Source data
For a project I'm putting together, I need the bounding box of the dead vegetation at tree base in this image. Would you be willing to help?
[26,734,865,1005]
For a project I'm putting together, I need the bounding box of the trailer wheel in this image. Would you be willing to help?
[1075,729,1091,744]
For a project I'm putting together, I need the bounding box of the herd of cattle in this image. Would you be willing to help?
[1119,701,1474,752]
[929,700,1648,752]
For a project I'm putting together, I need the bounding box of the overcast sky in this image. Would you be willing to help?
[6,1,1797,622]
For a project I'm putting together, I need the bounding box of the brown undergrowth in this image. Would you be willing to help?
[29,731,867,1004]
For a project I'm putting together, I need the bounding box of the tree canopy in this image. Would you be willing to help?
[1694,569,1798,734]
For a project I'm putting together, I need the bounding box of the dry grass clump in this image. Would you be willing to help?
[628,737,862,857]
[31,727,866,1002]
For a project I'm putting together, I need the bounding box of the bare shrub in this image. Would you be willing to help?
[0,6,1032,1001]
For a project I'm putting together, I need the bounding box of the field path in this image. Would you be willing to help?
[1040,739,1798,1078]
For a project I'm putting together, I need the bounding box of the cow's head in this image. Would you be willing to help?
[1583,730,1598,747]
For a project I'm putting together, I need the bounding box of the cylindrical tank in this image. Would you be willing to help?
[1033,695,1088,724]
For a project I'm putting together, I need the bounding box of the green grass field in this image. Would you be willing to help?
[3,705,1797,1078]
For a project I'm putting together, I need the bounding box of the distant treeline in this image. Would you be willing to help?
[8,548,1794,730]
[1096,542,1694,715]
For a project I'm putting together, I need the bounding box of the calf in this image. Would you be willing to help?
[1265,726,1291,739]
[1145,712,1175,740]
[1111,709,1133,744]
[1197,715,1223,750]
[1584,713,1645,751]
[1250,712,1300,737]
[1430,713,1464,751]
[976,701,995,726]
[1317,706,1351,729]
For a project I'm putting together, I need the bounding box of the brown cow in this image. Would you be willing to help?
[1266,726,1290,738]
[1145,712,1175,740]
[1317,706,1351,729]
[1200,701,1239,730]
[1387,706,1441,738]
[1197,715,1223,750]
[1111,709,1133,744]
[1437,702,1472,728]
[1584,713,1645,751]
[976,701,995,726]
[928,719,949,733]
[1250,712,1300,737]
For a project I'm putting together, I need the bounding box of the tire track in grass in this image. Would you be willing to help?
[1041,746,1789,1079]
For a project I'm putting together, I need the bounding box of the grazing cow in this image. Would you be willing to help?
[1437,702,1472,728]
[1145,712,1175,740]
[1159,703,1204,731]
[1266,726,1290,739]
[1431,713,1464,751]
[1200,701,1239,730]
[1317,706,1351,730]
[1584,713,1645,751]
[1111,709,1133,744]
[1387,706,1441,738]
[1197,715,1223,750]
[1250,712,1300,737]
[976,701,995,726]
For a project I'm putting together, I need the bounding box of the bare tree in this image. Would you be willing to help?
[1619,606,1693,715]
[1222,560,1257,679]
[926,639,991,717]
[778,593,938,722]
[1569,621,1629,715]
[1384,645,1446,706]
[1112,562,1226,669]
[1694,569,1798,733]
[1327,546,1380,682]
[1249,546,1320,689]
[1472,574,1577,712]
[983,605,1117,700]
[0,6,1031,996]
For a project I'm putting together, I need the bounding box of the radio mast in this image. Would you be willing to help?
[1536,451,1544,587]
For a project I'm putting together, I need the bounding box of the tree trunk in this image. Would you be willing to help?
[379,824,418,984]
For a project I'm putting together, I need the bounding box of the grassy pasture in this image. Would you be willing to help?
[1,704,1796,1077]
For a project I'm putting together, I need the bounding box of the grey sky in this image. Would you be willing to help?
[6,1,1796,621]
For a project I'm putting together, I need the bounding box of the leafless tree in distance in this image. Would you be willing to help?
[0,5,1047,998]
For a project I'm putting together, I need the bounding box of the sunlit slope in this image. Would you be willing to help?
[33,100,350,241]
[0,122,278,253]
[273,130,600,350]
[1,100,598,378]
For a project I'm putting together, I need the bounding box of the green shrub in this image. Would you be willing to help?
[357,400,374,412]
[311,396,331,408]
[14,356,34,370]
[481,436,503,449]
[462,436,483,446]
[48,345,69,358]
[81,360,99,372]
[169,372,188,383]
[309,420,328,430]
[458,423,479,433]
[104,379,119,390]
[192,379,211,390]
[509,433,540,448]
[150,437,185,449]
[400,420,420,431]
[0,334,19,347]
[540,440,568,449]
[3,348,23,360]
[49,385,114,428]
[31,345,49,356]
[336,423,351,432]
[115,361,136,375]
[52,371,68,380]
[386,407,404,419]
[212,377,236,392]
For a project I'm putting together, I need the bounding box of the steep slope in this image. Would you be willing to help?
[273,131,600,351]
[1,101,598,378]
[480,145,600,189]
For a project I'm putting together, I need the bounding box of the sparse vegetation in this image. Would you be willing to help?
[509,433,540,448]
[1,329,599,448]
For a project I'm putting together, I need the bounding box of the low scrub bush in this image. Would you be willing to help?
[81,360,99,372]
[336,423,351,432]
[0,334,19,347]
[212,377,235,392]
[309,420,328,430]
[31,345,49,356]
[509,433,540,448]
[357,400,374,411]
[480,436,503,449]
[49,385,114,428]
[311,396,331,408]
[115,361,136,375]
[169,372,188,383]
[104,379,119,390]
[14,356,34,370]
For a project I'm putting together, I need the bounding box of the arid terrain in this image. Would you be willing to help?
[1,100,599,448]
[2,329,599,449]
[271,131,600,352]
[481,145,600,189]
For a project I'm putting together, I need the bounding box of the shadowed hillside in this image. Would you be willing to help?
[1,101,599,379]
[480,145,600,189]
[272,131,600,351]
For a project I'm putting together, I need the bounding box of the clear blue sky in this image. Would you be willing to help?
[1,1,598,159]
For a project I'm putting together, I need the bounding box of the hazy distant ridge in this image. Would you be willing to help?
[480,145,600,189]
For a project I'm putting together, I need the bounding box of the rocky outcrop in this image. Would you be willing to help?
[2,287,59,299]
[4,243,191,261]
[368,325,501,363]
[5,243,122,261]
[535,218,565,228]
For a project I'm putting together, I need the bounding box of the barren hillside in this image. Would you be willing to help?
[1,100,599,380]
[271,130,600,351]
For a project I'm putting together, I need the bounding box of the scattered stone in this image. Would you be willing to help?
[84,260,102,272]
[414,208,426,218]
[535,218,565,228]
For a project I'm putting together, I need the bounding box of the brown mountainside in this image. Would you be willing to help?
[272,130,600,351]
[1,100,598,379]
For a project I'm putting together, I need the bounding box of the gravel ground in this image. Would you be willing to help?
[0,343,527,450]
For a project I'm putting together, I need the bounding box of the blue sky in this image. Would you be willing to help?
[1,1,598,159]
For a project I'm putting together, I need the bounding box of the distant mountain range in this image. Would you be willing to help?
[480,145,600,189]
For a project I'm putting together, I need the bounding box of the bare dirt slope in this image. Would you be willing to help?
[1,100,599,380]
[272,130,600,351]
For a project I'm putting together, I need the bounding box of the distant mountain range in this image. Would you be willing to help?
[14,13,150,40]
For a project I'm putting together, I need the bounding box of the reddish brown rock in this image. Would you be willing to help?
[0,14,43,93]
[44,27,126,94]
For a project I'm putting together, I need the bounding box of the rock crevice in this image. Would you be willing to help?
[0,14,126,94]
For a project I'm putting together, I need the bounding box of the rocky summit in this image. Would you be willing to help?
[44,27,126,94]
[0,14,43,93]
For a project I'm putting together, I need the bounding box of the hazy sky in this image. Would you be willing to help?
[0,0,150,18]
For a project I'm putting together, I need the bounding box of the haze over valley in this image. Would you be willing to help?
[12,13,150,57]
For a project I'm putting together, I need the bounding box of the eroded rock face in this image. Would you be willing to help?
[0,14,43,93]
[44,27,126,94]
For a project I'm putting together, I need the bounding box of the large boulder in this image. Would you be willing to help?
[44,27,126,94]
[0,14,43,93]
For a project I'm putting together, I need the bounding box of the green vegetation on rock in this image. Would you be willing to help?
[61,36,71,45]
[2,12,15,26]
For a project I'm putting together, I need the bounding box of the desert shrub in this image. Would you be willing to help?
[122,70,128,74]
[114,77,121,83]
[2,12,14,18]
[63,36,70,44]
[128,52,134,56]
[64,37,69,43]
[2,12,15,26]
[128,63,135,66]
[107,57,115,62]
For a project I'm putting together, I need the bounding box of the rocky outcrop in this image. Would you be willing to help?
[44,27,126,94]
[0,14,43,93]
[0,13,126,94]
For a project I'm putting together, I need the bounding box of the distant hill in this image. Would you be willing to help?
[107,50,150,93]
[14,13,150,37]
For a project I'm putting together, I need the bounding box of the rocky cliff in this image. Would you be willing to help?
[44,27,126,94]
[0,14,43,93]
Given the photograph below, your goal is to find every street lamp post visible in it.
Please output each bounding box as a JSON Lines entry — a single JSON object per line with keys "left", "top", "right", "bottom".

BRIEF → The lines from the one containing "of the haze" through the final line of the entries above are to be printed exactly, with nothing added.

RESPONSE FOR THIS EXERCISE →
For a project I'm putting together, I need the bounding box of the haze over valley in this image. Would you be willing to help?
[12,13,150,57]
For a project I'm putting together, I need the bounding box of the eroded rock face in this image. Would you be willing to help?
[0,14,43,93]
[44,27,126,94]
For a project I'm putting together, I need the bounding box of the large boulder in this image. Would you be willing to help?
[44,27,126,94]
[0,14,43,93]
For a project I'm putting together, I need the bounding box of the green vegetation on rock in this image. Would you be willing to help?
[61,36,71,45]
[2,12,15,26]
For a project I'm putting together, I need the bounding box of the desert shrub in this image. Would you be willing to help?
[122,70,128,74]
[114,77,121,83]
[2,12,14,18]
[63,36,70,44]
[128,52,134,56]
[64,37,69,43]
[2,12,15,26]
[128,63,135,66]
[107,57,115,62]
For a project I'm putting together, I need the bounding box of the rocky outcrop in this image. Would you be willing to help?
[44,27,126,94]
[0,14,43,93]
[0,13,126,94]
For a project I'm putting together, I need the bounding box of the distant hill in this image. Would you be willing to help?
[107,50,150,93]
[14,13,150,37]
For a project I'm putting together, I need the bounding box of the rocky cliff in this image. Would you be willing to help?
[44,27,126,94]
[0,14,43,93]
Given the photograph below, your goal is to find every street lamp post visible in it.
Please output each bounding box as a JSON Lines entry — a single JSON object per line with keys "left", "top", "right", "bottom".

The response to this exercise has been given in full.